• Requests:
**1)** Using the passage on ley crops, decide whether each statement agrees with it: (a) legumes are good scavengers of phosphorus in the soil; (b) grasses have fibrous root systems that bind soil; (c) annual ryegrass may be used to control soya bean cyst nematodes. Answer each with yes or no and quote the deciding words from the passage.
**2)** Reproduce, word for word, the section of the passage on ley crops that starts with the words containing "Benefits of ley" and ends with "more grass crops.".

• Selected passage:
** Begin **

Benefits of ley crops
All legumes can provide nitrogen supplementation. In general, legumes need phosphorus for nitrogen fixation, but are poor scavengers of it in the soil.

Legumes acidify the soil, which tends to make phosphorus less available to them. To combat this, farmers should plant more grass crops.

In large part, grass cover crops store and supply more phosphorus than legumes do because they have finer root systems and cover a greater surface area than legumes with their taproot [systems].

In a mixed legume/grass pasture, the legume cycles nitrogen to the grass and the grass cycles phosphorus to the legume. The use of grass in a rotational system can also limit soil erosion, he explains, adding that grasses have fibrous root systems to bind soil.

Some of the best grass cover crops are babala, forage sorghum, cereal rye, annual ryegrass, oats, wheat and barley. Other options include dolichos bean, cowpea, winter pea and Rhodes grass.

Fodder crops can also be used as natural herbicides and for weed suppression due to their allelopathic effects. The best varieties for these purposes are stooling rye, oilseed or tillage radish (Raphanus sativus), oats, barley, pearl millet and forage sorghum. Annual ryegrass, cereal rye and sorghum may be used for controlling soya bean cyst nematodes.

** End **

• Extracted information:
** Begin **

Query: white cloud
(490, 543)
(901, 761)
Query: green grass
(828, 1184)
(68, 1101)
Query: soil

** End **

• Task-by-task results:
**1)**
(a) No: "but are poor scavengers of it in the soil"
(b) Yes: "grasses have fibrous root systems to bind soil"
(c) Yes: "Annual ryegrass, cereal rye and sorghum may be used for controlling soya bean cyst nematodes"

**2)**
Benefits of ley crops
All legumes can provide nitrogen supplementation. In general, legumes need phosphorus for nitrogen fixation, but are poor scavengers of it in the soil.

Legumes acidify the soil, which tends to make phosphorus less available to them. To combat this, farmers should plant more grass crops.